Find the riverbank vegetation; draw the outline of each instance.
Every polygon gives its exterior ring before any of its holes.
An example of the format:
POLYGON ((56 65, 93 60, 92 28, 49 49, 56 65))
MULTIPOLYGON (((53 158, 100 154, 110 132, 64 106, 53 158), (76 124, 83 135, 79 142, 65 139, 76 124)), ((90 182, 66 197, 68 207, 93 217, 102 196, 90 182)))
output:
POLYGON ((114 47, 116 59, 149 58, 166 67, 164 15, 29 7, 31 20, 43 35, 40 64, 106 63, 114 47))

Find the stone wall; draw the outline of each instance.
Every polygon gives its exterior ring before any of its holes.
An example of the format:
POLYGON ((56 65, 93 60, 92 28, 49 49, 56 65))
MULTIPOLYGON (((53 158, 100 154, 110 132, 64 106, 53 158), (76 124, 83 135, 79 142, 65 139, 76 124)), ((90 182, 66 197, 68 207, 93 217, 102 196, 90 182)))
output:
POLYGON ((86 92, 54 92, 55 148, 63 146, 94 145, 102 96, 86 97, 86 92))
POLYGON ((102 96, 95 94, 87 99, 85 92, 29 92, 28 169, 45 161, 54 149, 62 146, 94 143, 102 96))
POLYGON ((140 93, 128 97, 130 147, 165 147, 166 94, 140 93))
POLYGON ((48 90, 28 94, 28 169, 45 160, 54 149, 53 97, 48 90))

***

**REQUEST:** Copy all of the lines above exactly as they appear.

**EXPECTED ANSWER:**
Find the riverbank vegetation; draw the outline of each instance.
Every polygon gives its exterior ring before any of its holes.
An example of the format:
POLYGON ((56 65, 93 60, 92 28, 49 49, 56 65))
MULTIPOLYGON (((53 158, 100 154, 110 132, 64 106, 53 158), (76 124, 83 135, 79 142, 65 139, 76 124)), ((90 182, 66 197, 68 207, 93 217, 102 196, 90 182)))
output:
POLYGON ((114 47, 116 59, 149 58, 166 67, 164 15, 29 7, 31 20, 43 35, 40 64, 106 63, 114 47))

Find the stone wall; draw the outline of each instance.
Every polygon gives its exterior ring before any of its holes.
An example of the format:
POLYGON ((56 65, 93 60, 92 28, 49 49, 56 65))
MULTIPOLYGON (((53 158, 100 154, 110 132, 64 106, 53 158), (76 124, 83 135, 79 142, 65 139, 76 124)), ((90 182, 66 197, 68 207, 93 217, 102 196, 90 182)))
output:
POLYGON ((86 92, 54 92, 55 148, 63 146, 94 145, 102 96, 86 97, 86 92))
POLYGON ((102 96, 95 94, 87 99, 85 92, 29 92, 28 169, 45 161, 54 149, 62 146, 94 143, 102 96))
POLYGON ((140 93, 128 97, 130 147, 165 147, 166 94, 140 93))
POLYGON ((48 90, 28 94, 28 169, 45 160, 54 149, 53 97, 48 90))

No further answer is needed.